→ Consegna A
Trascrivi senza alcuna modifica le righe delle voci a partire da quella che contiene "Spot white smoke cloud here." e proseguendo fino a quella che contiene "[868,443,1099,640]", entrambe incluse. Tralascia le immagini nella risposta.

Monti: i vincoli europei e quelli dell’Alta Finanza

L’ex Goldman Sachs afferma che nel 2013 si riposerà e che altri governeranno
ma i “Mercati” lavorano per imporcelo di nuovo
Alla guida del governo pure nel 2013? Grazie per l'attenzione personale nei miei confronti ma, per favore, preferirei riposare.
Usando l’inglese come si conviene ad un economista nonché banchiere di impronta anglofona, Mario Monti ha elegantemente glissato sulle convinzioni diffuse nella politica italiota, ed ancora di più negli ambienti finanziari di Wall Street e della City, che sarà ancora lui a guidare il nuovo esecutivo, a causa dell’instabilità parlamentare originata dalle prossime elezioni politiche e in nome di una emergenza presentata come infinita.

Al termine dell’incontro con il Cancelliere austriaco, Werner Faymann, l’ex consulente di Goldman Sachs e di Moody’s, ha tenuto a ricordare che qualunque governo (quindi anche uno suo) in carica dal prossimo anno dovrà muoversi all'interno delle regole e delle politiche decise nell'ambito dell'Unione europea che sono e restano vincolanti per tutti. I vincoli europei, ai quali ha fatto riferimento l’ex consigliere di Fiat Auto, non sono soltanto quelli sul taglio della spesa pubblica, riducendo il debito e il disavanzo pubblici, ma anche quelli che ci impongono di realizzare le riforme strutturali come il mercato del lavoro (sempre più precario e flessibile) che sarebbero necessarie per rendere più competitivo il nostro Paese, fare ripartire la crescita economica e diffondere maggiore benessere tra i cittadini.

L’Europa deve rimanere quindi il punto di riferimento di qualunque governo emergerà dalle elezioni dell’anno prossimo.

→ Dati disponibili
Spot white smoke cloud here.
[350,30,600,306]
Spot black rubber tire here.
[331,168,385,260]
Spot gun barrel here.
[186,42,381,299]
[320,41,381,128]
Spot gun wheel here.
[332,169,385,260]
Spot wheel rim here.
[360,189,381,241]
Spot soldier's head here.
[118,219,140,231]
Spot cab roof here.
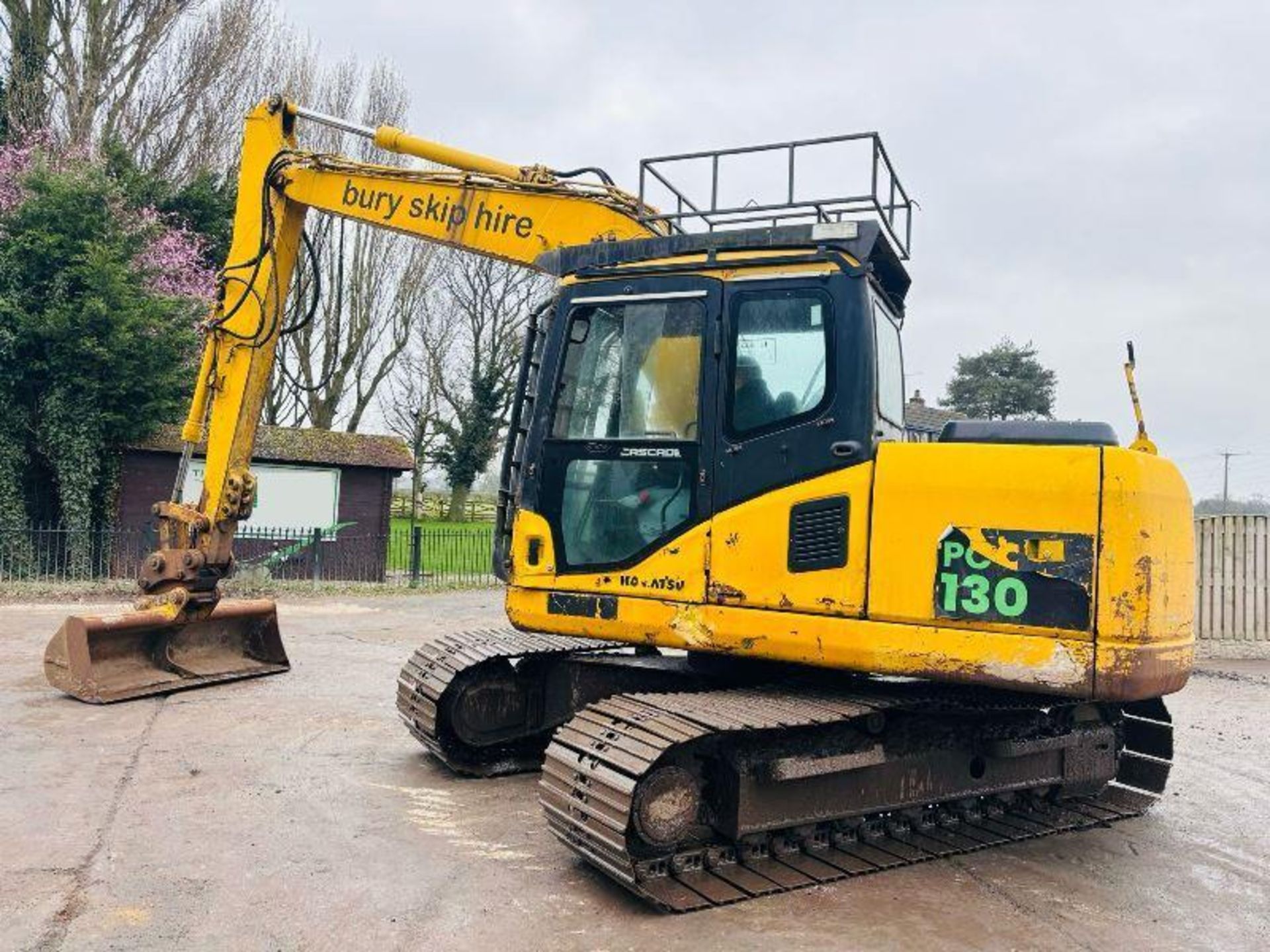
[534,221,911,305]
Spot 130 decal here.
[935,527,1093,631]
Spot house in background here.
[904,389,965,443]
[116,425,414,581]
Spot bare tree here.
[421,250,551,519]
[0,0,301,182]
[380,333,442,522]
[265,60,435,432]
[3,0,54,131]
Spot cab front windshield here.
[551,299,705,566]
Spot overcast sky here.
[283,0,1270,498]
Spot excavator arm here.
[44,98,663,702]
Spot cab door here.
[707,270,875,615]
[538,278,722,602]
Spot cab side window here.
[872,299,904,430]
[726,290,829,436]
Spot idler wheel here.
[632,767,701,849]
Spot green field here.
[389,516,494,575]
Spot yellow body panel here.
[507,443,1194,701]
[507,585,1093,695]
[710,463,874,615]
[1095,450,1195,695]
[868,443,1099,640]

* * *

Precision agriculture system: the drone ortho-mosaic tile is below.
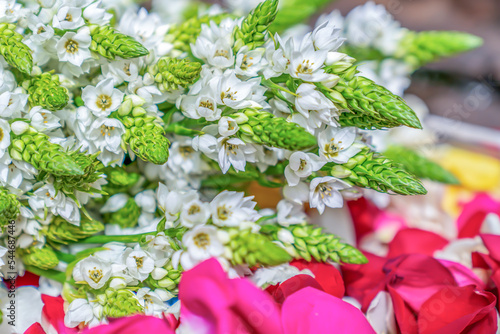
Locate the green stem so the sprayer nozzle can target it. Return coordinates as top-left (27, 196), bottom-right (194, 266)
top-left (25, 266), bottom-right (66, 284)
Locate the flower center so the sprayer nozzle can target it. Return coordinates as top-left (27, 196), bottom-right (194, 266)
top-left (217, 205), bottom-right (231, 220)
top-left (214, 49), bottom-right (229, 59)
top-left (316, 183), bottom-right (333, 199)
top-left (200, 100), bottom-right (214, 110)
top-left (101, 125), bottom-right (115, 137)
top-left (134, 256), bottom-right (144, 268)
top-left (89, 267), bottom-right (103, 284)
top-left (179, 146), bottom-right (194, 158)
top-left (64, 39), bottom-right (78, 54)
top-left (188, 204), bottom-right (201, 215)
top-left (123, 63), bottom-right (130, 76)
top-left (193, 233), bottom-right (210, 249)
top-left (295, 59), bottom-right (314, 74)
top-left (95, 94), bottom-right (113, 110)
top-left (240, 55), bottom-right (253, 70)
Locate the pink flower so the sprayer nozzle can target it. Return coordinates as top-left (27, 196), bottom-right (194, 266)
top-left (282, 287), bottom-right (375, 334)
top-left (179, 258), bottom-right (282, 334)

→ Consegna B
Nel testo estratto su Monti, riporta il passo che va da "Monti: i vincoli" fino a "favore, preferirei riposare.", sostituendo "2013" con "2014".

→ Risposta scritta A
Spot white smoke cloud here.
[350,30,600,306]
Spot black rubber tire here.
[331,168,385,260]
Spot gun barrel here.
[186,42,381,299]
[320,41,381,128]
Spot gun wheel here.
[332,169,385,260]
Spot wheel rim here.
[360,189,381,241]
Spot soldier's head here.
[118,219,140,231]
Spot cab roof here.
[534,221,911,305]
Spot 130 decal here.
[935,527,1093,631]
Spot house in background here.
[904,389,965,443]
[116,425,414,581]
Spot bare tree here.
[421,250,551,519]
[0,0,301,182]
[380,333,442,522]
[265,60,435,432]
[3,0,54,131]
Spot cab front windshield here.
[551,299,705,566]
Spot overcast sky here.
[283,0,1270,498]
Spot excavator arm here.
[44,98,663,702]
Spot cab door here.
[707,270,875,615]
[538,278,722,602]
Spot cab side window here.
[872,299,904,430]
[726,290,829,436]
Spot idler wheel here.
[632,767,701,849]
Spot green field here.
[389,516,494,575]
Spot yellow body panel here.
[507,443,1194,701]
[507,585,1093,695]
[710,463,874,615]
[1095,450,1195,695]
[868,443,1099,640]

→ Risposta scritta B
Monti: i vincoli europei e quelli dell’Alta Finanza

L’ex Goldman Sachs afferma che nel 2014 si riposerà e che altri governeranno
ma i “Mercati” lavorano per imporcelo di nuovo
Alla guida del governo pure nel 2014? Grazie per l'attenzione personale nei miei confronti ma, per favore, preferirei riposare.